REQUIREMENT → All of the records below are to be printed exactly; the pictures are to be left out.

**** DATA EXTRACTS

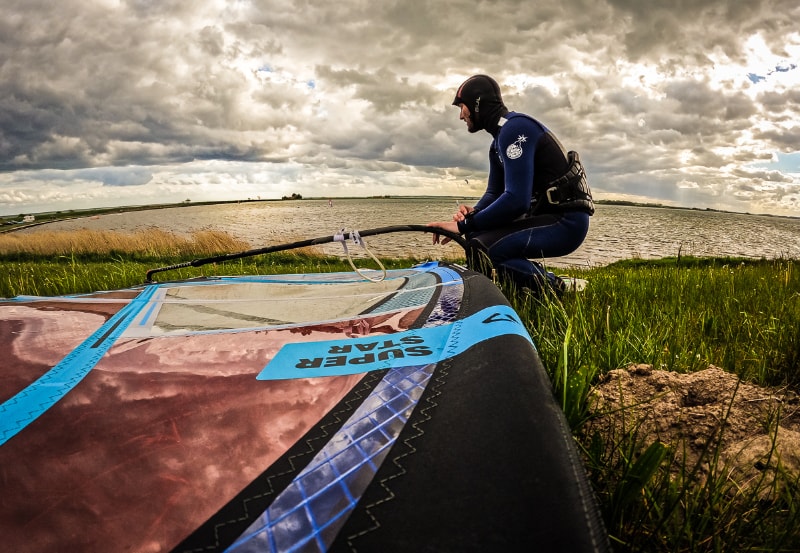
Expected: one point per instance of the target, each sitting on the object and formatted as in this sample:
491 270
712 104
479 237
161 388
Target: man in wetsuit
537 203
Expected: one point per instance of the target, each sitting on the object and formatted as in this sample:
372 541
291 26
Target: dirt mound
703 414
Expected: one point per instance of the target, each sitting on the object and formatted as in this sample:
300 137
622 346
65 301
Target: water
616 232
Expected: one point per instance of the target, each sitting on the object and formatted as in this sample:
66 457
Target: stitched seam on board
439 379
339 416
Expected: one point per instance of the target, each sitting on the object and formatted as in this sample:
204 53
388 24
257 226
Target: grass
680 314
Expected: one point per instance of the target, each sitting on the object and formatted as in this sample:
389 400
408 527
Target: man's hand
461 214
451 226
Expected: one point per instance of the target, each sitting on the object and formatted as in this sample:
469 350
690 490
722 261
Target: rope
357 240
455 237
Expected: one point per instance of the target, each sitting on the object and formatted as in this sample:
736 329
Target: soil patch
702 415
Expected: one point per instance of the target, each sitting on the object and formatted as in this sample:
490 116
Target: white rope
358 241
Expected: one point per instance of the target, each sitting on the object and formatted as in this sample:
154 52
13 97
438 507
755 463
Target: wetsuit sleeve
510 177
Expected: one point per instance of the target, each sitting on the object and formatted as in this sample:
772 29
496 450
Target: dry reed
149 242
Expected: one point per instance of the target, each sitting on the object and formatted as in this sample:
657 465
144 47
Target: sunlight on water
616 232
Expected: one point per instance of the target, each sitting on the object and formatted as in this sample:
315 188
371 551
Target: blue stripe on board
26 406
371 353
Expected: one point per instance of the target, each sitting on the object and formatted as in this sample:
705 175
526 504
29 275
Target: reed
677 314
101 244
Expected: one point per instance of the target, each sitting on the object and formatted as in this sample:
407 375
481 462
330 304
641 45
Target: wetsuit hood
481 95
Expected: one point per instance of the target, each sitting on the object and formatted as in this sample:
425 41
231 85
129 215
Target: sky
692 103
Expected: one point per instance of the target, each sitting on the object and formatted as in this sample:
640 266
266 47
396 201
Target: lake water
616 232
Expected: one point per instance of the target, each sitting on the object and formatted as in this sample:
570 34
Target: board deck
305 412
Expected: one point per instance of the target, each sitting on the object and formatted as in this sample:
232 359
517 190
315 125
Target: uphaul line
457 238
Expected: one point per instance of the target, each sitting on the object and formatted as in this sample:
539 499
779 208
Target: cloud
151 96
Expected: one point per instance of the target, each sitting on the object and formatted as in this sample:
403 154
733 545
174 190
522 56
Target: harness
569 192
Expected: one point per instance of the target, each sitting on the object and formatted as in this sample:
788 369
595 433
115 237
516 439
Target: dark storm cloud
656 91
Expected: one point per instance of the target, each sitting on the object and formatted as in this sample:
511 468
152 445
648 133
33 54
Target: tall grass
680 315
101 244
57 263
676 314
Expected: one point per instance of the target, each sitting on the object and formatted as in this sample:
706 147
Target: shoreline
7 221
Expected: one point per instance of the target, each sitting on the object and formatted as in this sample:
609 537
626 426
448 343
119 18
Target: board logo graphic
514 149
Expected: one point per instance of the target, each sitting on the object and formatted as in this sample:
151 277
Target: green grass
678 314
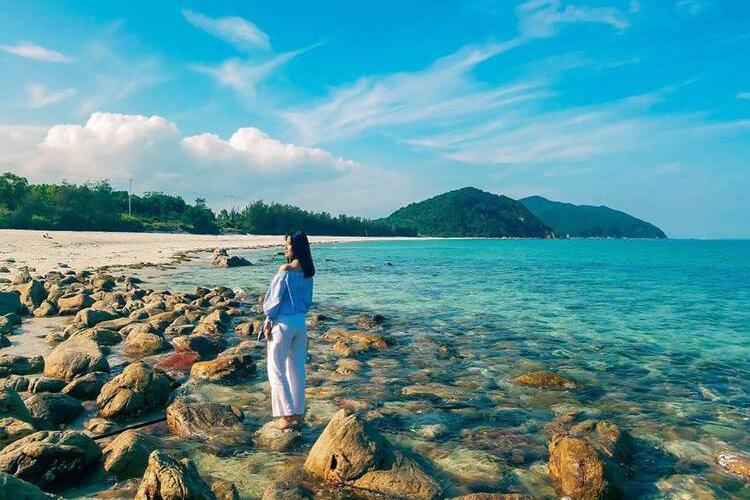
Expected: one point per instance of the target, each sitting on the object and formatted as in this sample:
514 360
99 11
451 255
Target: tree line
98 207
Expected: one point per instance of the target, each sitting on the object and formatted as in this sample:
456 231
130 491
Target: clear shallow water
657 331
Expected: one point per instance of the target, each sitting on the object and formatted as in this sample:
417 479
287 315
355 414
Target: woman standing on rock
287 301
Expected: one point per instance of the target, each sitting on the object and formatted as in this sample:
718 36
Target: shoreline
44 251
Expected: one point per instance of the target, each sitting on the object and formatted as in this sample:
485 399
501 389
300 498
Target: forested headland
98 207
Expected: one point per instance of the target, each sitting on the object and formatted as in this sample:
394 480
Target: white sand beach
45 250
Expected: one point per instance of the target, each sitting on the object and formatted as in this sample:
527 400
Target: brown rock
49 457
33 293
86 387
736 463
144 344
13 429
45 309
52 410
349 452
224 490
225 369
547 380
74 303
137 389
127 455
590 461
166 478
74 357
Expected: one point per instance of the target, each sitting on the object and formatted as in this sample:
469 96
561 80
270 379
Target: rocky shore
134 381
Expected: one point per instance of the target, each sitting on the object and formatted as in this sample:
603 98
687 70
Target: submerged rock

********

EXERCISE OUTPUT →
Expected: one point per instance of the target, each sitting on the object and formatted as in this sample:
491 270
712 104
479 237
161 388
Target: man in wetsuit
537 203
Expected: one point per instance of the target, each sitting on the object and formatted as in this sample:
372 541
291 26
Target: dirt mound
703 414
Expected: one point per instance of the target, each sitting on the object and formatted as in this sample:
300 137
622 346
65 301
Target: water
616 232
Expected: one point per instance of the target, each sitting on the object and formatted as in this sample:
66 457
Target: stitched seam on board
439 379
339 416
Expected: one point per instance of the target, each sitting on the object and formatted as in this sample:
204 53
388 24
257 226
Target: grass
680 314
Expected: one point per instance of the target, each sitting on the object and formatted as in this sample:
389 400
408 527
Target: man's hand
461 214
451 226
Expected: one point per instance of the target, each sitting on the object and formatted as in this sample:
469 350
690 490
722 261
Target: rope
357 240
455 237
Expected: one point per instance of the target, each sitting on the object and formatted as in this sample:
736 329
Target: soil patch
702 415
Expected: one point per instance of the target, each sitting on the object and formatted as in this sample:
490 116
Target: white rope
358 241
Expected: one point per instance of the target, each sitting on the object and formatted as in this sample:
154 52
13 97
438 507
755 463
Target: wetsuit sleeve
510 177
Expected: one point per instance of the target, each sitting on the object and formatted as in this sample:
772 29
496 450
Target: dry reed
149 242
Expected: one point per instance of the target, each sitting on the object and formatted as in this sample:
657 465
144 47
Target: sunlight on water
616 232
Expected: one point per instance of the target, each sitting on the object and formatted as in this sample:
315 188
371 551
Target: blue stripe on board
26 406
371 353
Expected: one point per instance of the target, each sitting on the object and formatted as in this sample:
705 175
526 504
29 275
Target: reed
677 314
101 244
Expected: one point per instance of the target, each sitting on the object and formatted as in this sample:
407 375
481 462
330 304
641 45
Target: wetsuit hood
481 95
Expected: one point per instance of the target, each sitting on the object and formatted as in this sample:
425 41
231 85
129 215
Target: sky
692 103
Expected: one point per instance of the target, each sitting on the object and formatted as in this sample:
640 266
266 47
396 201
Target: lake water
616 232
Expected: one point per instance of the target, each sitting on the object and formatted as in this sample:
570 34
Target: board deck
305 412
Expected: one point per instance of the target, each sitting on the object and formatted as in this sample:
232 359
517 190
315 125
Target: uphaul line
457 238
Expected: one point per instance of the target, each sitting on the object and formatted as in this sample:
539 499
779 208
Target: cloud
151 96
Expected: one point per instance of the target, each sitting on the object and formatted as in this sample:
403 154
733 545
174 190
522 56
Target: harness
569 192
Expected: one point per instance of the target, each sitting on the object and formatted as in this sample:
788 369
595 433
115 237
516 439
Target: dark storm cloud
656 91
Expected: one point per instance of the target, each sitting on the object and formatted as in this sample:
511 468
152 445
648 133
33 54
Target: tall grass
680 315
101 244
57 263
676 314
Expected: one point per instance of the target, each sitting on the object and formatted as in this sample:
706 147
Target: shoreline
7 221
Expected: one point per instance of the target, each sitting on the object and formatted as in this sample:
609 537
626 426
448 343
119 18
Target: board logo graphic
514 149
Expected: one point per instance of the target, each sitting on the object and formatted as in this sample:
151 277
Target: green grass
678 314
Expected: one point per instance of the target, each sitting on the object and formatted as in this sample:
514 360
99 11
451 255
Target: tree line
98 207
Expected: one point per instance of the target, each sitting on the object and formatted as in this sample:
456 231
130 491
Target: clear shallow water
657 331
Expected: one point per instance of the target, each sitting on the object and formatted as in this sample:
417 479
287 315
355 414
Target: woman standing on rock
287 301
Expected: one point per instance of the target, each sitting on the object and formatted as in this sample:
718 36
Target: shoreline
44 251
Expected: one point per instance of the target, each sitting on the object and formatted as in this sample:
485 399
501 389
300 498
Target: forested headland
98 207
Expected: one point per instance of the target, each sitting on the object and formatted as in this sample:
394 480
Target: white sand beach
45 250
Expected: one point per instance of the target, each sitting on the object and formatted as in this sample:
527 400
Target: brown rock
49 457
33 293
86 387
736 463
144 344
13 429
45 309
52 410
349 452
224 490
225 369
547 380
74 303
137 389
127 455
590 461
166 478
74 357
Expected: one point per instance of the target, each sitting on the object and formatted as in this sample:
469 96
561 80
270 379
Target: rocky shore
134 381
Expected: one point per instance of the target, each sitting on the object and formatted as in this sample:
603 98
687 70
Target: submerged rock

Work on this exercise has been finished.